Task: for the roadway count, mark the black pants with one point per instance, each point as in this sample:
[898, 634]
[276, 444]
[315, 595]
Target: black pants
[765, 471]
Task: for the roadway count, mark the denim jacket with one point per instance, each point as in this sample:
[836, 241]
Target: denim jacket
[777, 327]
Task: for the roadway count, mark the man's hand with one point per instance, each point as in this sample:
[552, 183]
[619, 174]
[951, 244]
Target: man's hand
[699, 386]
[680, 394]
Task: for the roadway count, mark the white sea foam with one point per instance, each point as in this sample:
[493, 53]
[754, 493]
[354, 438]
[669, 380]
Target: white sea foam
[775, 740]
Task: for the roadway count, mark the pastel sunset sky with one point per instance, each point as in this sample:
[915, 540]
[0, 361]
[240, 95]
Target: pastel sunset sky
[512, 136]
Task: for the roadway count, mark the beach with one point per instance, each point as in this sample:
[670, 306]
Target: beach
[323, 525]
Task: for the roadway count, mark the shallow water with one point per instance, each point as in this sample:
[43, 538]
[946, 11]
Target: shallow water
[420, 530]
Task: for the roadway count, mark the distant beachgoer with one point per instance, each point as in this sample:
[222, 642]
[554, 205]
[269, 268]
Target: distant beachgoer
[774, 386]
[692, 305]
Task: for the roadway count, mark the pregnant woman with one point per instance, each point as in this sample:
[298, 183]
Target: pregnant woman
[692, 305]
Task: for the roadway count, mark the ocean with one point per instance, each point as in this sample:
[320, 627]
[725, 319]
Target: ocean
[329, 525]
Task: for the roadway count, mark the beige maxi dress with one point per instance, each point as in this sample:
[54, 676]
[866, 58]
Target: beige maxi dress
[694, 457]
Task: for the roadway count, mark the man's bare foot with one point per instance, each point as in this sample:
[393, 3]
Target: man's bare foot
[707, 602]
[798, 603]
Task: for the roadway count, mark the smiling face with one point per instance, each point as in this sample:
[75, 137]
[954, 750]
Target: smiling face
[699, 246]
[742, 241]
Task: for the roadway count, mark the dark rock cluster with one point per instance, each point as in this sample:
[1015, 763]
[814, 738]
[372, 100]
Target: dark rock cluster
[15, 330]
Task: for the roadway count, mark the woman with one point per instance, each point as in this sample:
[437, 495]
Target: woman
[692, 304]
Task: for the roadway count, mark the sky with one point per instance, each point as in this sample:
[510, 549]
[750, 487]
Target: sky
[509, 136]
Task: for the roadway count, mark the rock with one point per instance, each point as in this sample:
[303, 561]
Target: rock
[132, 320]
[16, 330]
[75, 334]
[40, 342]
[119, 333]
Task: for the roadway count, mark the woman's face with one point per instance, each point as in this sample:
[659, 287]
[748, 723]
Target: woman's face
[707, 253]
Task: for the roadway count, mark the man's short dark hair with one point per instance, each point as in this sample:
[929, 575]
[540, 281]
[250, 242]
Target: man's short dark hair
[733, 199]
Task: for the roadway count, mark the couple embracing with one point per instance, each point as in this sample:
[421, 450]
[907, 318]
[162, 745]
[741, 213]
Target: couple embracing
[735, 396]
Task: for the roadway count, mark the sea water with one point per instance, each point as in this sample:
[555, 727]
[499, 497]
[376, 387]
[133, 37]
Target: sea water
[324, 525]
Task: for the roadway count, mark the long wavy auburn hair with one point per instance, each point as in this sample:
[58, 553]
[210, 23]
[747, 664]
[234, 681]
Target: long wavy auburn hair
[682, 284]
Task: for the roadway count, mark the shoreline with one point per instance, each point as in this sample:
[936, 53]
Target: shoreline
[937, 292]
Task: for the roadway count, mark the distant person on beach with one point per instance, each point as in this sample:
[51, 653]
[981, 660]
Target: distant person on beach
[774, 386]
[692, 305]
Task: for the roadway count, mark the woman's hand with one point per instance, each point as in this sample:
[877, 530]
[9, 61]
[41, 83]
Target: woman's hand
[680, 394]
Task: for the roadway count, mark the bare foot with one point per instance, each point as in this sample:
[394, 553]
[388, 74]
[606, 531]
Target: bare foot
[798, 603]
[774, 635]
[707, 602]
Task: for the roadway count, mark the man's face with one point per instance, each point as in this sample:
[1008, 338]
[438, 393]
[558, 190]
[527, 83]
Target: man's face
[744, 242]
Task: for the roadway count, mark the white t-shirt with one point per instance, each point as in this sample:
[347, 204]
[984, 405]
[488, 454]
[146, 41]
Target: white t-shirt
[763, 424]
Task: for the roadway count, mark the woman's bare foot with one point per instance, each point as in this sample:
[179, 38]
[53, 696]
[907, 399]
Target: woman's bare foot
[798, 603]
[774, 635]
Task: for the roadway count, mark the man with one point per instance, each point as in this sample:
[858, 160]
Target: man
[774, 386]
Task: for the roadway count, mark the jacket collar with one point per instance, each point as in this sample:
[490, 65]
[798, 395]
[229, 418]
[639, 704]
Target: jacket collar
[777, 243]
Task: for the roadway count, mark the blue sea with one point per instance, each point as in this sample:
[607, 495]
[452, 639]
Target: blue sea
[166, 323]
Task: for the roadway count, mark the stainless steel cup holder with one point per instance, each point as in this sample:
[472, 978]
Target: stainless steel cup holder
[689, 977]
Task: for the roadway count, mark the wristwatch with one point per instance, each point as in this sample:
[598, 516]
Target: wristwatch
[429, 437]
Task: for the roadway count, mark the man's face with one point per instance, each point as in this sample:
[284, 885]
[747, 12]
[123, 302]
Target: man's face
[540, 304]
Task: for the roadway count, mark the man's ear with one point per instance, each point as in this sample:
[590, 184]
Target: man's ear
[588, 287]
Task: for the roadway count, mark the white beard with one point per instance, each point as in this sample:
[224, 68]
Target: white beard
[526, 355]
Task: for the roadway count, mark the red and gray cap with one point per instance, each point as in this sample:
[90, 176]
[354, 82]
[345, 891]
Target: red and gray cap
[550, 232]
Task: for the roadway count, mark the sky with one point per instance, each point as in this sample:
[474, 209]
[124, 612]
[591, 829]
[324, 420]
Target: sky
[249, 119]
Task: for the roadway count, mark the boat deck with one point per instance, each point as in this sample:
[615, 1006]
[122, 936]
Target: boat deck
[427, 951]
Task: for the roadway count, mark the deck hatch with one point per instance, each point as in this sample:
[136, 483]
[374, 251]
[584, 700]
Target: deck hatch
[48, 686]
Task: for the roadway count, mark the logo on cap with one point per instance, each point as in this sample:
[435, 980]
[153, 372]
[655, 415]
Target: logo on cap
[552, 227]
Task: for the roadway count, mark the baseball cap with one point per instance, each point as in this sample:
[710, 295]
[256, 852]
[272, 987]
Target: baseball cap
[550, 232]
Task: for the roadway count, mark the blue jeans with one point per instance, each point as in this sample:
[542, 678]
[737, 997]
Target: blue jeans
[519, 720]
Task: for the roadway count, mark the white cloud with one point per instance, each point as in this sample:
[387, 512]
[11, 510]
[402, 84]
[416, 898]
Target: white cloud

┄┄┄┄┄┄┄┄┄┄

# Task prompt
Please give each line above again, word for word.

# Result of the task
Task: for the roadway count, mark the black pants with one point per instance, each point as in this sample:
[898, 634]
[276, 444]
[315, 595]
Target: black pants
[765, 471]
Task: for the roadway count, mark the denim jacket with one point per instance, each point as in this sample:
[836, 241]
Target: denim jacket
[777, 327]
Task: for the roadway count, mark the man's hand with one point per instance, each point as in this sample:
[552, 183]
[619, 174]
[951, 244]
Target: man's hand
[699, 386]
[680, 394]
Task: for the roadway count, mark the white sea foam with one point per instance, each point as in this sample:
[493, 53]
[754, 493]
[354, 438]
[669, 380]
Target: white sea foam
[775, 740]
Task: for the roadway count, mark the pastel sunset sky with one point per instance, each point as in this sample:
[915, 540]
[0, 361]
[240, 95]
Target: pastel sunset sky
[512, 136]
Task: for the roadway count, mark the beach with one point per instance, each point as in this sample:
[670, 306]
Target: beach
[323, 525]
Task: for the roadway count, mark the shallow water with one point per instance, each point as in this sample:
[43, 538]
[946, 11]
Target: shallow water
[420, 530]
Task: for the roadway count, mark the distant beachgoer with one point per instance, each point as in this sample:
[222, 642]
[554, 205]
[269, 268]
Target: distant beachgoer
[774, 386]
[692, 305]
Task: for the roadway count, mark the pregnant woman with one point per instance, each point as in this sample:
[298, 183]
Target: pregnant woman
[692, 305]
Task: for the roadway count, mark the ocean with one point per instance, each point as in this sample:
[320, 627]
[725, 319]
Target: ocean
[329, 525]
Task: for the roadway count, mark the beige maxi dress with one point per instance, each point as in this sample:
[54, 676]
[866, 58]
Target: beige maxi dress
[694, 457]
Task: for the roadway count, mark the man's bare foot with one point per instance, each point as in this sample:
[393, 3]
Target: man's bare foot
[707, 602]
[798, 603]
Task: for the roadway count, mark the smiling face with one point per instance, each point as in this sample:
[75, 137]
[954, 750]
Target: smiling face
[699, 246]
[742, 241]
Task: for the roadway count, mark the dark rock cluster with one point per instance, each point as in this sample:
[1015, 763]
[814, 738]
[372, 100]
Target: dark rock cluster
[15, 330]
Task: for the roadway count, mark the woman with one point per instance, each point as in this sample:
[437, 495]
Target: woman
[692, 304]
Task: for the roadway count, mark the sky with one point per instance, each point as in this sample:
[510, 549]
[750, 487]
Target: sky
[509, 136]
Task: for the roadway count, mark the rock with one point per instance, each point as in this sample:
[303, 561]
Target: rock
[132, 320]
[16, 330]
[75, 334]
[40, 342]
[119, 333]
Task: for the roadway count, mark the woman's face with one point per instance, each point as in this sample:
[659, 287]
[748, 723]
Target: woman's face
[707, 253]
Task: for the roadway count, mark the man's short dark hair with one point per instance, each point as in this sample:
[929, 575]
[540, 281]
[250, 242]
Target: man's short dark hair
[733, 199]
Task: for the roadway count, mark the couple embracing with one point per instance, each point as in this sample:
[421, 450]
[907, 318]
[162, 745]
[741, 213]
Target: couple embracing
[735, 396]
Task: for the roadway count, mark the sea water with one point per instance, each point as in this sample:
[555, 727]
[499, 497]
[376, 387]
[133, 37]
Target: sea water
[324, 525]
Task: for the roadway count, mark the long wavy auburn hair with one point per instance, each point as in this sample:
[58, 553]
[210, 23]
[747, 664]
[234, 681]
Target: long wavy auburn hair
[682, 284]
Task: for the roadway count, mark the shoreline with one point per instance, each point as in this sample:
[936, 53]
Target: shoreline
[937, 292]
Task: for the roadway count, mark the distant person on beach with one point per instance, each point as in this sample:
[51, 653]
[981, 660]
Target: distant person on beach
[774, 386]
[692, 305]
Task: for the roadway count, mark the woman's hand with one point per instance, each point as in this sample:
[877, 530]
[9, 61]
[41, 83]
Target: woman's hand
[680, 394]
Task: for the roadway count, mark the bare foot with one point per instance, each point as in this sample:
[394, 553]
[388, 74]
[606, 531]
Target: bare foot
[798, 603]
[774, 635]
[707, 602]
Task: for the roadway count, mark the man's face with one point per instance, each point as in this sample:
[1008, 338]
[438, 393]
[558, 190]
[527, 83]
Target: man's face
[744, 242]
Task: for the roadway count, mark the white t-shirt with one point per instance, each point as in this sample:
[347, 204]
[984, 405]
[488, 454]
[146, 41]
Target: white t-shirt
[763, 424]
Task: for the roadway count, mark the woman's bare foot with one point per instance, each point as in this sample:
[179, 38]
[53, 696]
[907, 399]
Target: woman's bare foot
[798, 603]
[774, 635]
Task: for the roadway count, mark the man with one point per instance, each point as in this sample:
[858, 160]
Target: man
[774, 386]
Task: for the roadway count, mark the jacket collar with one point per instance, each point as in this sample:
[490, 65]
[798, 395]
[229, 418]
[639, 704]
Target: jacket collar
[777, 243]
Task: for the roadway count, mark the blue sea with one point per instance, each point as in this sample:
[607, 495]
[452, 639]
Target: blue sea
[166, 323]
Task: for the roadway count, mark the stainless steel cup holder with one point per instance, each point as in this sample:
[472, 978]
Target: stainless steel cup holder
[689, 977]
Task: for the roadway count, mark the wristwatch with one point per instance, each point as in this sample:
[598, 516]
Target: wristwatch
[429, 437]
Task: for the roadway count, mark the man's face with one point per instance, each point as in this sample:
[284, 885]
[747, 12]
[123, 302]
Target: man's face
[540, 304]
Task: for the roadway count, mark the man's ear with one point per instance, each point as in this sample:
[590, 184]
Target: man's ear
[588, 287]
Task: for the roadway count, mark the white beard with one point per instance, each point as in this sample:
[224, 68]
Target: white beard
[526, 355]
Task: for the roadway count, mark the red and gray cap with one point per instance, each point as in this sample:
[90, 176]
[354, 82]
[345, 891]
Target: red and gray cap
[550, 232]
Task: for the roadway count, mark the sky with one point per instance, each point as in this sample:
[474, 209]
[124, 612]
[591, 829]
[324, 420]
Target: sky
[249, 119]
Task: for the roadway count, mark the boat deck with one point per instance, each point as in this sample:
[615, 1006]
[122, 936]
Target: boat deck
[427, 951]
Task: for the roadway count, mark the deck hatch with one point per instance, each point as in this sample:
[136, 483]
[374, 251]
[584, 700]
Target: deck hatch
[48, 686]
Task: for the roadway count, mark the logo on cap with one point per instance, each point as in this sample:
[435, 980]
[153, 372]
[655, 415]
Target: logo on cap
[552, 227]
Task: for the roadway count, mark the baseball cap with one point per instance, each point as in this sample:
[710, 295]
[256, 852]
[272, 987]
Target: baseball cap
[550, 232]
Task: for the roadway count, mark the blue jeans with one point per instance, each point as in this sample:
[542, 678]
[737, 997]
Target: blue jeans
[519, 720]
Task: for the roadway count, mark the white cloud with one point per instance, each point as in this sample:
[387, 512]
[11, 510]
[402, 84]
[416, 898]
Target: white cloud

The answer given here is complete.